TEXT EXTRACT:

Begin

Friday, March 30, 2012

TOP STORY >> School remembers fire victims

By RICK KRON
Leader staff writer

“Happy birthday was the last thing I said to Sydni,” recalled fifth-grade teacher Angela Sprow, holding back tears a week after the tragic death of the young girl, her siblings and her mother in a fire inside a Jacksonville duplex.

“It wasn’t even her birthday. It was just a game between us,” Sprow said. “We shared the same birthday.”

Sydni Singleton, a third-grader, was not in Sprow’s class at Warren Dupree Elementary School, but her older brother Dequan was. Still, Sprow and Sydni said happy birthday to each other every day from August on.

When it was actually their birthday, Feb. 2, Sprow recalled that Sydni came up to her and said, “‘It really is our birthday today.’ We shared a cupcake and a hug. The next day it was back to our birthday game.”

Sydni, just like Dequan and her little sister Haylee, had all made loving and lasting impressions on their teachers. The three died of smoke inhalation in their home on March 22 during spring break, along with their mother Marilyn Beavers, 31, and their little sister, Emily Beavers, 4.

Lena Washington, a 22-year teaching veteran, had never suffered a loss of a student before. Like most teachers at Dupree Elementary, she is just stunned over the tragic fire deaths of the kids.

“It has devastated me,” she said a day before the school’s memorial for the students Friday. “I tell all the kids the first day of school that they are my kids, and they are, and this really hurts.”

She left Sydni’s chair and desk in place Monday as she talked to the rest of the students about the incident and the kids voted to leave Sydni’s desk in place for the rest of the year.

“On Tuesday, I came in and there were some stuffed animals in the chair and desk and more have been added everyday. Each of the stuffed animals is called Sydni,” Washington said.

She said that at the end of the year, when the students ask, she will let them take the “Sydnis” home with them. “She was a happy person, a heart of gold and would help anyone who needed it. She was my support,” Washington said tearfully.

“The last day before spring break, she said she was going to come back and win the school quiz bowl,” Washington explained, then looking upward, added, “You are a winner.”

End

Source data:
Begin

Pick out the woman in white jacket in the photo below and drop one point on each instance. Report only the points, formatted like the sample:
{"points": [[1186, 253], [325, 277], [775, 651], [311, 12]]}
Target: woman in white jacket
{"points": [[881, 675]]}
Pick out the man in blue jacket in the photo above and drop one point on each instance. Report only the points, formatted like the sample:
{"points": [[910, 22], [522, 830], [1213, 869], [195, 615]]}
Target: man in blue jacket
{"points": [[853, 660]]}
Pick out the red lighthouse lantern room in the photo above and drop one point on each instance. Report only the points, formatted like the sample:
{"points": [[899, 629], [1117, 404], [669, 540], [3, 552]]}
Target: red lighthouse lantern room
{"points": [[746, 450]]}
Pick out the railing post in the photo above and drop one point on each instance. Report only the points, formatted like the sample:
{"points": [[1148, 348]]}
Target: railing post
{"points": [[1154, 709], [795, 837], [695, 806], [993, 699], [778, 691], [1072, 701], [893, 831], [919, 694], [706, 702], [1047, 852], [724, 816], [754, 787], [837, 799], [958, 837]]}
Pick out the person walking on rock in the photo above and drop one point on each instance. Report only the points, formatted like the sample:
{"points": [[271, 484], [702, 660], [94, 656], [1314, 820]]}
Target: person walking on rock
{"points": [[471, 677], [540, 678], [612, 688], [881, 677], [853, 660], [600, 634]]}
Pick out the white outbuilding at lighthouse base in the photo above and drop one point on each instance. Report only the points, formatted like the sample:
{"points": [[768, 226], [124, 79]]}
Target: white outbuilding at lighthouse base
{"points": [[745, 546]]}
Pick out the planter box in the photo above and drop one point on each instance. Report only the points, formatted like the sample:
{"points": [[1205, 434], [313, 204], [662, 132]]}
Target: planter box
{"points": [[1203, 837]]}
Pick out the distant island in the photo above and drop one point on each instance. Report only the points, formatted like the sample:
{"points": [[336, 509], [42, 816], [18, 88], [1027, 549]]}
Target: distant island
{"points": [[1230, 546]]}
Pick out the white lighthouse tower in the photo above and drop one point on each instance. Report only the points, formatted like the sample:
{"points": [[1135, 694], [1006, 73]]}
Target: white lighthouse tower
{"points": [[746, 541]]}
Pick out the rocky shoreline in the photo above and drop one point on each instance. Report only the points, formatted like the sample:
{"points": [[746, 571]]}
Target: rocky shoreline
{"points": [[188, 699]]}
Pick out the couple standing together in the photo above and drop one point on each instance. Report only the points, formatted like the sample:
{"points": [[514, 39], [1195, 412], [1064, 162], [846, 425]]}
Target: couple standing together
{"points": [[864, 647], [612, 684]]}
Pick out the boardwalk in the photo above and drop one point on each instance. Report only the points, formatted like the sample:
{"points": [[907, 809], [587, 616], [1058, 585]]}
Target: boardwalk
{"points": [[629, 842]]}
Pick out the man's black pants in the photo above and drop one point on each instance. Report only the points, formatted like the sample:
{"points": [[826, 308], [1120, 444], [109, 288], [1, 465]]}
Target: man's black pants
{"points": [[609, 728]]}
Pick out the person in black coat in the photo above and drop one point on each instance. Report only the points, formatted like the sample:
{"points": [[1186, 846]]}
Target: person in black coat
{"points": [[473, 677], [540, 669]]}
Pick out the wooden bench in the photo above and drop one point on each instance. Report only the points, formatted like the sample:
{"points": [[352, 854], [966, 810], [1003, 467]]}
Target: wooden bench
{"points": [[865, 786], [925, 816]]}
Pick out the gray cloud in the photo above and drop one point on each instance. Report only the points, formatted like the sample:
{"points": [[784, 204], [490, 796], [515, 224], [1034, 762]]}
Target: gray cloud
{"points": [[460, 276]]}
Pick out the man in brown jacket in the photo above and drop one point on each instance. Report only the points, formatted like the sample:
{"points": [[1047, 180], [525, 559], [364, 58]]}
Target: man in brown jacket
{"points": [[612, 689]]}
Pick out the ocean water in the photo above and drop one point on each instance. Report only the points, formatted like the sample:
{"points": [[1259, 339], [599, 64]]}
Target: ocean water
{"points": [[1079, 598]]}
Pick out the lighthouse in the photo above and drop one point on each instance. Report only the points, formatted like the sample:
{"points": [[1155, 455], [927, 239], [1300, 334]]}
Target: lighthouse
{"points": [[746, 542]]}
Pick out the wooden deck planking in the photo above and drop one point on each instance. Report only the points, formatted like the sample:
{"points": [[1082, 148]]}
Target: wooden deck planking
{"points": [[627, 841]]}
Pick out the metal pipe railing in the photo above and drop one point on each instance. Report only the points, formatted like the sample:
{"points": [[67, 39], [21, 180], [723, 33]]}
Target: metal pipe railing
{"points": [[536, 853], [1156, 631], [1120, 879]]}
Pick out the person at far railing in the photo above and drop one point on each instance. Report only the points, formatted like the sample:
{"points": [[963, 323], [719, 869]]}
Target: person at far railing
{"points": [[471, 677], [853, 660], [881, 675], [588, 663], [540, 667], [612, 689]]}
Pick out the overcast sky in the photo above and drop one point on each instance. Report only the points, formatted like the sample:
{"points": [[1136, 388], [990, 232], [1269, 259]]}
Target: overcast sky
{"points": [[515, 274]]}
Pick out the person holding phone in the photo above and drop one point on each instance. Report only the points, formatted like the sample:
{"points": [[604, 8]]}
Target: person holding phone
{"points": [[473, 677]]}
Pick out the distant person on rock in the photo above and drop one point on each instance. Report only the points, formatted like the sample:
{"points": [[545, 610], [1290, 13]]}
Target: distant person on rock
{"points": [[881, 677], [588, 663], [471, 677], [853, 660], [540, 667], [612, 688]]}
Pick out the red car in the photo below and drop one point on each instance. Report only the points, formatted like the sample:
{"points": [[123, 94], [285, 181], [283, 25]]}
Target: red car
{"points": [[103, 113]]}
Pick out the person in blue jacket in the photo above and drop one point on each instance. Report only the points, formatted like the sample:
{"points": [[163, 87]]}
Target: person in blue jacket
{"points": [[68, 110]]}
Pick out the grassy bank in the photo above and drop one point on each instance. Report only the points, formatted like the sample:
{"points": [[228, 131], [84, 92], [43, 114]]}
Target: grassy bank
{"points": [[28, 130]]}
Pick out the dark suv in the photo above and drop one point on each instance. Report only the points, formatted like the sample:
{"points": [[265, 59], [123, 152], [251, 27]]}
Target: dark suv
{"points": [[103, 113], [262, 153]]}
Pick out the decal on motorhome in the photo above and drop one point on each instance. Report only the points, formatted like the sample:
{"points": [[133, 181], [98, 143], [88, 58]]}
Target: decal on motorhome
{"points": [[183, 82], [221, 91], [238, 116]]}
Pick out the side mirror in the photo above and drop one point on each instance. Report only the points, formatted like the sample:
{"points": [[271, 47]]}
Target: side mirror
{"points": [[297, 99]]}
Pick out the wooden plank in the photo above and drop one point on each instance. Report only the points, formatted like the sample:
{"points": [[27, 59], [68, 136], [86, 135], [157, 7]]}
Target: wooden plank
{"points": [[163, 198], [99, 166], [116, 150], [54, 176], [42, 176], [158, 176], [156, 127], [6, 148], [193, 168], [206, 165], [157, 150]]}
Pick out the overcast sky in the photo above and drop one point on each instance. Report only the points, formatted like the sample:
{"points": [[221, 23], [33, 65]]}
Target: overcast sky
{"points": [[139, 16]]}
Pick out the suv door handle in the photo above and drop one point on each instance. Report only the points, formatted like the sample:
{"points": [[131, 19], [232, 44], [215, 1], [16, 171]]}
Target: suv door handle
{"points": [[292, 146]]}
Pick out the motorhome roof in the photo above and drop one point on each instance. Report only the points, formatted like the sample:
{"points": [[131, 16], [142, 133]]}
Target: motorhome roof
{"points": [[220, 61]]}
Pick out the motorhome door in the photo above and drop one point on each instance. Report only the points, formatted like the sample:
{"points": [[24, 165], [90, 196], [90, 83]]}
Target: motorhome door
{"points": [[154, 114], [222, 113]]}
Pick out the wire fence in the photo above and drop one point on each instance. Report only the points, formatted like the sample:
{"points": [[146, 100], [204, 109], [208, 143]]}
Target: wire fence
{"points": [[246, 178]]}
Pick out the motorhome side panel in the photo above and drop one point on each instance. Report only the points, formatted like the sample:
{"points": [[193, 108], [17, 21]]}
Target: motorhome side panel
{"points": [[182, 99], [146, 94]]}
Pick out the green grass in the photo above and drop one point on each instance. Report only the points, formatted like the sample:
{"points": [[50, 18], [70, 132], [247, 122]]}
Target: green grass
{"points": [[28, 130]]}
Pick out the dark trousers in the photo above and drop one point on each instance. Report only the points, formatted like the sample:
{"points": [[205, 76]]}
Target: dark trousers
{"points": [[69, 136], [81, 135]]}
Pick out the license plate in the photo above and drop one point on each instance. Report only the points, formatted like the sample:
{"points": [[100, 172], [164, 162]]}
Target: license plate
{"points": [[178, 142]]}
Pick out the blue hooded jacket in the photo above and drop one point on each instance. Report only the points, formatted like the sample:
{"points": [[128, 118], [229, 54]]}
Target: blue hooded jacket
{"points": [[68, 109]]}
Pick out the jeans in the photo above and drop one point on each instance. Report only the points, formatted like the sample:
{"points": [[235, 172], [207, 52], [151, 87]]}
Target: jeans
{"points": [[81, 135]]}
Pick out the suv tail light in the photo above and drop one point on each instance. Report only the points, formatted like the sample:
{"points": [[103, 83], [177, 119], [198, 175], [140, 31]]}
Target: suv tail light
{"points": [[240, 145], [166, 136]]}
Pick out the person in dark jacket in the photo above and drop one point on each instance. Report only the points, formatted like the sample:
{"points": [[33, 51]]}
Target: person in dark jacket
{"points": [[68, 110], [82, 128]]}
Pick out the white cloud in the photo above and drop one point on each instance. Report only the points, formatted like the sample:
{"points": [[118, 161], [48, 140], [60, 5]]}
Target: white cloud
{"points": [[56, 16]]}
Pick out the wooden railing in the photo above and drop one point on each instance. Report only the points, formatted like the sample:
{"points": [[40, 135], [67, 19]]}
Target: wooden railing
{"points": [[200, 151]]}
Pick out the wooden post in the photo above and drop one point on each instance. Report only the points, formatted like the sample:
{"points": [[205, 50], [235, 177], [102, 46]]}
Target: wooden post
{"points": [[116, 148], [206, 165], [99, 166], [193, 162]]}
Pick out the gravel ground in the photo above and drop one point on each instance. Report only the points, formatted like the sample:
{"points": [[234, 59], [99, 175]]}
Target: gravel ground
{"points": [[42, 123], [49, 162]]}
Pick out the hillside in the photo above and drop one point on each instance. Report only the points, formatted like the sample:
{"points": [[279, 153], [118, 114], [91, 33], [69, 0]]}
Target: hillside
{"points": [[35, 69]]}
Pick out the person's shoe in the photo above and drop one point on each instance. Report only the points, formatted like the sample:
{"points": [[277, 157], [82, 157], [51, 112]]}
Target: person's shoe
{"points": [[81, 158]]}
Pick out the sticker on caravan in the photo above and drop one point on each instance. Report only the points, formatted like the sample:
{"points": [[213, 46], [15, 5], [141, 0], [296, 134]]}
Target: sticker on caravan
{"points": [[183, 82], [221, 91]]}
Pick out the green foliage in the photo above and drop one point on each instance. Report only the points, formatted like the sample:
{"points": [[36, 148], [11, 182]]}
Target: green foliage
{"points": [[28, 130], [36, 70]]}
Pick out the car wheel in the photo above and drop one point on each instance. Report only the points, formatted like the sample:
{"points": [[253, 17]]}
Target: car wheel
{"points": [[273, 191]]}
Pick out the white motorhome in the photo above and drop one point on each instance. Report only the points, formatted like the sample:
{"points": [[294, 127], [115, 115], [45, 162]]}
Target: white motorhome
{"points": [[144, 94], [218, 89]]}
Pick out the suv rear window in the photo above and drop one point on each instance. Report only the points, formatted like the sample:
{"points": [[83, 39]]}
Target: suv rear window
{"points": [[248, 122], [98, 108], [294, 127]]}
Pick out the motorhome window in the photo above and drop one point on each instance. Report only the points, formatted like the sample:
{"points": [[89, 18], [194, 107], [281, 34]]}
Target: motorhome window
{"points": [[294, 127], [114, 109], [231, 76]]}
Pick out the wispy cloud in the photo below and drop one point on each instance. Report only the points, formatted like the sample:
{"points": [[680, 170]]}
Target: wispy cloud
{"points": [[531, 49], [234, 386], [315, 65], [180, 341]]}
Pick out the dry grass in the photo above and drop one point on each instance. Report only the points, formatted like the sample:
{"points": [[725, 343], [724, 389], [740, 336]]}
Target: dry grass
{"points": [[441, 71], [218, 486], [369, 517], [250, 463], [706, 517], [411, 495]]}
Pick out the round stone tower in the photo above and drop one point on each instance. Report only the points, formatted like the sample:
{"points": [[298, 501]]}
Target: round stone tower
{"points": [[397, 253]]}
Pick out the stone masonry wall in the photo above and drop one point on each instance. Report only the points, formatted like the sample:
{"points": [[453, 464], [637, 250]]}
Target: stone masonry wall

End

TASK: Continue the news story about the school remembering the fire victims, picking up right after its last sentence.

EXPECTED ANSWER:
JoAnne Buchanan was little Haylee’s first-grade teacher. Haylee was a vital part of her class. “She was the friend maker, very vibrant, very friendly, always wanting to help. Every morning she just had to come up and give me a hug or telling me something that was happening in her life,” Buchanan said.

She said the first day back after the fire was very tough for the kids. The principal had sent out an alert call Sunday to all the parents, so Buchanan said many of the children knew about it before they got to school.

“Still there was some crying and some children wanted to pray and we did. We shared pastel Hershey hugs and called Haylee our classroom angel,” Buchanan explained.

She said the students had spent the week working on a book to give to Haylee’s dad, who was working out of town when the tragedy occurred. In the book, the kids referred to Haylee as a star, sweet and helpful. One boy called her pretty and another friend wrote about how they played “boat” at recess, with the girls in the boat and the boys were the “sharks.”

One young girl, Brianna, wrote how she and Haylee were good friends because they liked the same colors and both lived in Apartment A’s. Buchanan said Briana lived across from Haylee, and when she found out about the fire, the little girl just sat at the screen door and cried.

Teacher Angela Sprow called Dequan just a wonderful kid who kept things rolling. His classmates affectionately called him DQ or Dairy Queen.

“Oh, he could sing and dance and could multiply faster than anyone else in the class and he was going to be in the NFL,” Sprow said. “This just hurts so bad. They see us as their moms and they become our children.”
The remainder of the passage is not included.